What is asked:
1 > Answer these questions about the thread:
(a) What graphics card does the Zbox ID80 plus have?
(b) What did aragon do to watchdogd that made the system reboot?
(c) What type of connector does SirDice say the one marked COM1 looks like?
2 > Rewrite the entries as a JSON list of strings, one string per line and no strings for blank lines, starting at the line that contains "Q: For the photo above, point to the front" and ending with the last line of the entries.

Passage to read:
━━━

Nice, last week I bought an Zbox ID80 plus. It has an Intel Atom dual core with hyper-threading and an NVidia GT520 graphicscard. Perfect little mediaplayer. Got it hooked up to my 55" TV. I haven't installed FreeBSD yet, been to busy playing games on it :e

The only downside I found with it is the harddrive. It's rather slow. You may want to opt for the 'regular' ID80 and stick a faster harddrive or an SSD in there.


----------



## aragon (Jul 6, 2012)

aragon said:
			
		

> The ICH watchdog attracts an ichwd(4) device attachment, but running watchdogd(8) and then killing it does nothing.  Strangely if a timeout is manually set with the watchdog(8) utility, the system will reboot if watchdogd is not running.  No combination of these two seems to make the watchdog practically usable though.


Turns out this is totally bogus, and I was being a bit retarded in my testing methodology.  Killing watchdogd causes it to uninitialise the watchdog timer, so it's no wonder the system never rebooted.  I've tested now by suspending watchdogd, and the system reboots.  The watchdog works perfectly!


----------



## TheDreamer (Jul 6, 2012)

I've been thinking about getting the Zotac ZBOX Nano ID61, to use as an X Terminal driving a pair of 23" displays.

I sure hope it all works


----------



## aragon (Jul 6, 2012)

TheDreamer said:
			
		

> I've been thinking about getting the Zotac ZBOX Nano ID61, to use as an X Terminal driving a pair of 23" displays.


I'm curious to know if it can drive two displays.  That would be kinda neat!  PXE boot works great on it. 

So I'm really liking this little system.  Perhaps even to the point of obsession.  Today my curiosity got the best of me and I decided to void my warranty.  I was mostly interested to see if there was a PCB header for the UART that shows up in a bootup dmesg.  There is one!  But sadly it's not a common 0.1" pitch pin header, so I'll need to do some hunting for a plug that mates with it.  Attached are some glorious photos of the bits Zotac don't want you playing with.

If anyone recognises the "COM1" plug, please let us know.


----------



## SirDice (Jul 6, 2012)

The connector marked with COM1 looks like an FFC connector.

http://en.wikipedia.org/wiki/Flexible_flat_cable


----------



## SirDice (Jul 6, 2012)

━━━

Records shown:

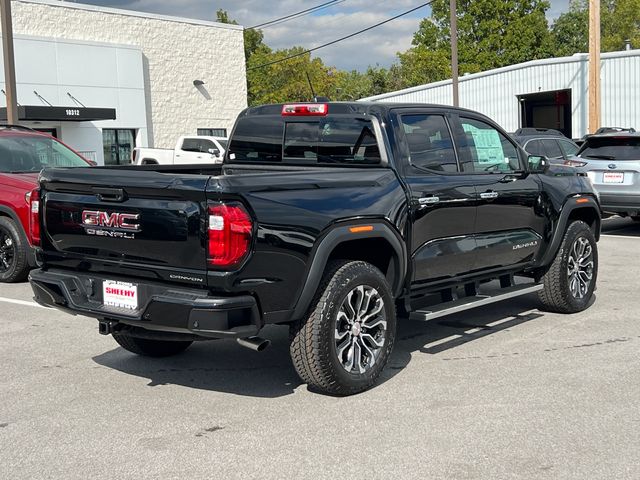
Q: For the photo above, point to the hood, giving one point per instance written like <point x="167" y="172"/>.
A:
<point x="28" y="181"/>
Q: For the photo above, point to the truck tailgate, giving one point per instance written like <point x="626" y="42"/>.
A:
<point x="148" y="221"/>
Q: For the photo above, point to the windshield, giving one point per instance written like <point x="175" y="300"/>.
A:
<point x="612" y="148"/>
<point x="31" y="153"/>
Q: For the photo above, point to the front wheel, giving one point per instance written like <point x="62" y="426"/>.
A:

━━━

Solved tasks:
1 >
(a) An NVidia GT520.
(b) Suspended it.
(c) An FFC connector.

2 >
[
  "Q: For the photo above, point to the front wheel, giving one point per instance written like <point x=\"62\" y=\"426\"/>.",
  "A:"
]